### SELECTED EXTRACT

Introducing Self-Adaptive Prompting for Large Language Models

Adaptive, black-box and automatic prompting methods to improve large language models in zero-shot settings.

Overall pipeline of COSP/USP

3 Nov 2023: COSP and USP have also been covered in a recent Google Research blog – click for more details!

This post introduces a recent work done during my internship at Google Cloud AI Research covering the following papers:

The recent advances in large language models (LLMs) are among the most astonishing breakthroughs in the history of artificial intelligence. A hallmark feature of the modern LLMs is their impressive abilities in general problem-solving in few-shot and zero-shot setups, even without explicit training on these tasks. There is, however, still a gap between few-shot and zero-shot setup: in few-shot, the models are shown in-context demonstrations like the example below (taken from the chain-of-thought (CoT) paper) – the first question-answer pair is the demonstration prepended to the actual question being asked (the second question):

Q: There are 15 trees in the grove. Grove workers will plant trees in the grove today. After they are done, there will be 21 trees. How many trees did the grove workers plant today?

######
### STORED DATA

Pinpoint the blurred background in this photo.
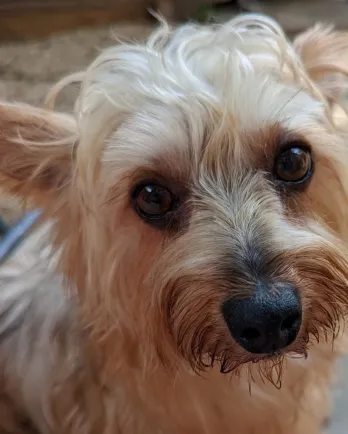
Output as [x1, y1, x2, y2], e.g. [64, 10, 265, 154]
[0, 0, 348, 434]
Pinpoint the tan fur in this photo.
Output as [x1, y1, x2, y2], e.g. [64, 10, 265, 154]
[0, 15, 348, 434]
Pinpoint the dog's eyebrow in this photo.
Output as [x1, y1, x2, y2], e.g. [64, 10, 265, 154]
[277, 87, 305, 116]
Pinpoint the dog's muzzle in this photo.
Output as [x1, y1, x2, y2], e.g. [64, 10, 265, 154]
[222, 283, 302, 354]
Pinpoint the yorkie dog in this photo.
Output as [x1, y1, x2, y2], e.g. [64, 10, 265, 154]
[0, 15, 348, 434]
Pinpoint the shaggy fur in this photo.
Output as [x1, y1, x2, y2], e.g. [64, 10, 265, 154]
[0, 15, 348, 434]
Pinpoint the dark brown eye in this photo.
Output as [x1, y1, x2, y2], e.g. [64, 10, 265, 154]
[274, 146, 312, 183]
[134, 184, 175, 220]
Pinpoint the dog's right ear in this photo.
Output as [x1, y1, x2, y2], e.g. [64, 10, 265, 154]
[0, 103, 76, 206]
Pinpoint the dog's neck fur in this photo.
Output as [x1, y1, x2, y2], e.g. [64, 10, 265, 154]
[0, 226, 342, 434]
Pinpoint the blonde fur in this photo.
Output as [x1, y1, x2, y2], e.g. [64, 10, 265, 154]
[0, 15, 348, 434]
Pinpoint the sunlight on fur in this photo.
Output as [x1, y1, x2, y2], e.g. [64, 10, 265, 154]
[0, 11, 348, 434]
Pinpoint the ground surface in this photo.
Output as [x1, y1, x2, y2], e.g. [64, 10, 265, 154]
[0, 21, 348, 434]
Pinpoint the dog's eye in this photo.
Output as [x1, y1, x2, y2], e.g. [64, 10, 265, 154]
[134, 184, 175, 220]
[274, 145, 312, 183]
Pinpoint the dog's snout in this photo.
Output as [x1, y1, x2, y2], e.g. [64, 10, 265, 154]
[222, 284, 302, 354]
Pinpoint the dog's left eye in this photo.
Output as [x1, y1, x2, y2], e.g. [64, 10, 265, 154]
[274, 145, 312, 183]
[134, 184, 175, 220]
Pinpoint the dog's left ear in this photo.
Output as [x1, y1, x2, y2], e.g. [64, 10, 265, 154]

######

Copy the passage of the self-adaptive prompting post from "Introducing Self-Adaptive Prompting" to "for more details!".

Introducing Self-Adaptive Prompting for Large Language Models

Adaptive, black-box and automatic prompting methods to improve large language models in zero-shot settings.

Overall pipeline of COSP/USP

3 Nov 2023: COSP and USP have also been covered in a recent Google Research blog – click for more details!